Rewrite all of the data below as a numbered list with one line per item. Skip any blank lines and leave out the pictures.
#### EXTRACTED RECORDS ####
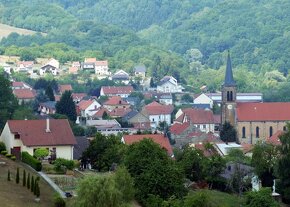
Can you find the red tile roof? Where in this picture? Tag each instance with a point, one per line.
(117, 89)
(24, 93)
(66, 87)
(155, 108)
(274, 139)
(119, 112)
(33, 132)
(199, 116)
(116, 100)
(275, 111)
(157, 138)
(179, 128)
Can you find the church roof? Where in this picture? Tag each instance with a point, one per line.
(229, 79)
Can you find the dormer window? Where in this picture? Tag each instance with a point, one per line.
(16, 136)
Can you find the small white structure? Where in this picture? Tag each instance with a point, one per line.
(169, 84)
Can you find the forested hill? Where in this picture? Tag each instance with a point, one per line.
(256, 31)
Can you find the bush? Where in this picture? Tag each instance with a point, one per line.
(2, 147)
(4, 152)
(58, 201)
(28, 159)
(61, 163)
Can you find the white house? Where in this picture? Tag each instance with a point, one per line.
(168, 84)
(203, 99)
(87, 108)
(28, 135)
(157, 113)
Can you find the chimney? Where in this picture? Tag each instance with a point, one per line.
(47, 125)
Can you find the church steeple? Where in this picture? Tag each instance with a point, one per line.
(229, 79)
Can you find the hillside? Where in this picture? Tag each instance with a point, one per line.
(6, 30)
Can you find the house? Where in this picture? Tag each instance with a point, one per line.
(203, 99)
(122, 91)
(87, 108)
(140, 71)
(20, 85)
(24, 66)
(169, 84)
(52, 67)
(65, 87)
(29, 135)
(116, 102)
(158, 113)
(202, 119)
(159, 139)
(47, 108)
(24, 95)
(121, 76)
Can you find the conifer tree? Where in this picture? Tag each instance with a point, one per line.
(17, 175)
(28, 181)
(24, 178)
####
▸ **THE COMPLETED TASK**
1. Can you find the red tile roof? Where in this picture? Tag each instance with a point, one per line.
2. (117, 89)
3. (24, 93)
4. (66, 87)
5. (155, 108)
6. (274, 139)
7. (119, 112)
8. (33, 132)
9. (199, 116)
10. (116, 100)
11. (275, 111)
12. (157, 138)
13. (179, 128)
14. Can you find the church roof? Where in this picture? Tag each instance with a point, one per line.
15. (229, 79)
16. Can you find the dormer window? Where in this picture? Tag each instance with a point, one per line.
17. (16, 136)
18. Can you find the small white structure? Where in this picture? Tag each instance with a point, one per line.
19. (169, 84)
20. Can you find the forested hill? Where in this picture? Tag each instance with a point, one per line.
21. (256, 31)
22. Can you find the bush? Where in this picture? Tag each instance with a point, one per line.
23. (2, 147)
24. (4, 152)
25. (58, 201)
26. (28, 159)
27. (61, 163)
28. Can you find the white house? Where in this picture? Tag each instance with a point, one per line.
29. (168, 84)
30. (203, 99)
31. (87, 108)
32. (28, 135)
33. (157, 113)
34. Can you find the chimney? Where in this picture? Tag each instance with a point, one per line.
35. (47, 125)
36. Can you find the church steeple? Where in this picture? Tag each instance with a point, one per line.
37. (229, 79)
38. Can you find the hillside? Where in this picture? Tag each instance with a point, one per line.
39. (6, 30)
40. Can you find the house? Where in this picture? Tag each instance with a point, one per line.
41. (203, 99)
42. (122, 91)
43. (87, 108)
44. (140, 71)
45. (20, 85)
46. (24, 66)
47. (169, 84)
48. (52, 67)
49. (65, 87)
50. (29, 135)
51. (116, 102)
52. (158, 113)
53. (202, 119)
54. (159, 139)
55. (47, 108)
56. (24, 95)
57. (121, 76)
58. Can you find the conifer tree? Where in this picture? Tag each instance with a point, one per line.
59. (17, 175)
60. (28, 181)
61. (24, 178)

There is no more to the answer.